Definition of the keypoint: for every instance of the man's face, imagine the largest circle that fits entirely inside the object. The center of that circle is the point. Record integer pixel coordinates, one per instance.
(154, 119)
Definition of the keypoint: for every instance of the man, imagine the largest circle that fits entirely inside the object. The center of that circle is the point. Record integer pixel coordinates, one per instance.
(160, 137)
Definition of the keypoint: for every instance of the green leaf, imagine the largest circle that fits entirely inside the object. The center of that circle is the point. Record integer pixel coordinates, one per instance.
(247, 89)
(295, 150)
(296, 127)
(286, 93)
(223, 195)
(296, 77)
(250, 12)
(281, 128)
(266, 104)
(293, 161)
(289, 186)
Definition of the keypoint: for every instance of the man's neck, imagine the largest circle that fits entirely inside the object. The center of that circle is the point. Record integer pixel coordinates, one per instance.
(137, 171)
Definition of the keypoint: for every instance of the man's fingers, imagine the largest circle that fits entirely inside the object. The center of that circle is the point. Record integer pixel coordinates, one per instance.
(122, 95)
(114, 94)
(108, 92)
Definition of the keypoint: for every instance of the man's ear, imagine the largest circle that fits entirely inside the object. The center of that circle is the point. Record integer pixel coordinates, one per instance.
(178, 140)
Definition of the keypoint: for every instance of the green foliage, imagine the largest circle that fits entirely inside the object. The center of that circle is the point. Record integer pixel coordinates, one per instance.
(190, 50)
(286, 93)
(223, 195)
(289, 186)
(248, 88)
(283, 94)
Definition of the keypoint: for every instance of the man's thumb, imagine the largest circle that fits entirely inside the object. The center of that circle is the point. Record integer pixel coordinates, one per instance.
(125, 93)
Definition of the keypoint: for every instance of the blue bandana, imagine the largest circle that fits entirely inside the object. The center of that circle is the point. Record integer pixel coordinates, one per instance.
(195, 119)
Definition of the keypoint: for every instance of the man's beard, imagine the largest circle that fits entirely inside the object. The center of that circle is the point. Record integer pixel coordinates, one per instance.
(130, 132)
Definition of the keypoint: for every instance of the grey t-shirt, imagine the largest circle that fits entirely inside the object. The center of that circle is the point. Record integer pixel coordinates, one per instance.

Task to complete ::
Reproduce every entry shown above, precisely as it stands.

Worked answer ::
Definition of the keypoint: for every instance of the man's face, imagine the largest circle that fits entirely inside the object. The center of that circle is the point. Record integer pixel coordinates, one per instance.
(154, 119)
Definition of the keypoint: for every instance of the man, imagine the largest circle that fits entirely inside the object. The center of that circle is the point. Record integer pixel coordinates, one per instance.
(160, 137)
Definition of the keypoint: for every instance of the green leaf, imagine the largest circle that fits entirely inside the object. The center of that circle is the point. Record integer pixel coordinates, one per instance.
(247, 89)
(295, 150)
(296, 127)
(286, 93)
(223, 195)
(296, 77)
(250, 12)
(281, 128)
(266, 104)
(293, 161)
(289, 186)
Definition of the keypoint: for every instance of the man's neck, imagine the largest circle that fits entirely inside the object. The center of that circle is the point. Record integer pixel coordinates, one per instance.
(137, 171)
Definition of the keypoint: for every instance of the man's fingers, imagine the largest circle that fits entirely inside the object. The center of that circle is the point. Record integer pixel coordinates, one per instance.
(122, 95)
(114, 94)
(108, 92)
Definition of the keypoint: for every instance of the man's ear, imagine the largest circle that fits entirely inside the object. The center of that circle is the point. Record integer pixel coordinates, one per instance.
(178, 140)
Definition of the keypoint: for every instance of the green foliage, imagine the largest circle that fits entirely inside the object. The center of that circle is the point. Record integer pixel coordinates, one per instance.
(190, 50)
(286, 93)
(223, 195)
(289, 186)
(248, 88)
(283, 94)
Definition of the keypoint: for every instance of the man's thumb, imagine the largest circle that fits entirely inside the object. The center of that circle is the point. Record integer pixel coordinates, one per instance.
(125, 93)
Definition of the keypoint: for every instance of the blue bandana, imagine the largest circle that fits entirely inside the object. The center of that circle is the point. Record integer pixel coordinates, one per instance.
(195, 119)
Definition of the keypoint: for every instance of the man's beard, imagine the largest circle that fits entirely inside the object. The center of that circle is the point. Record integer pixel coordinates, one per instance.
(130, 132)
Definition of the keypoint: for every instance of the grey t-shirt, imagine the largest circle that fits entirely inside the object. The center of that circle is the point. Record integer pixel coordinates, one per instance.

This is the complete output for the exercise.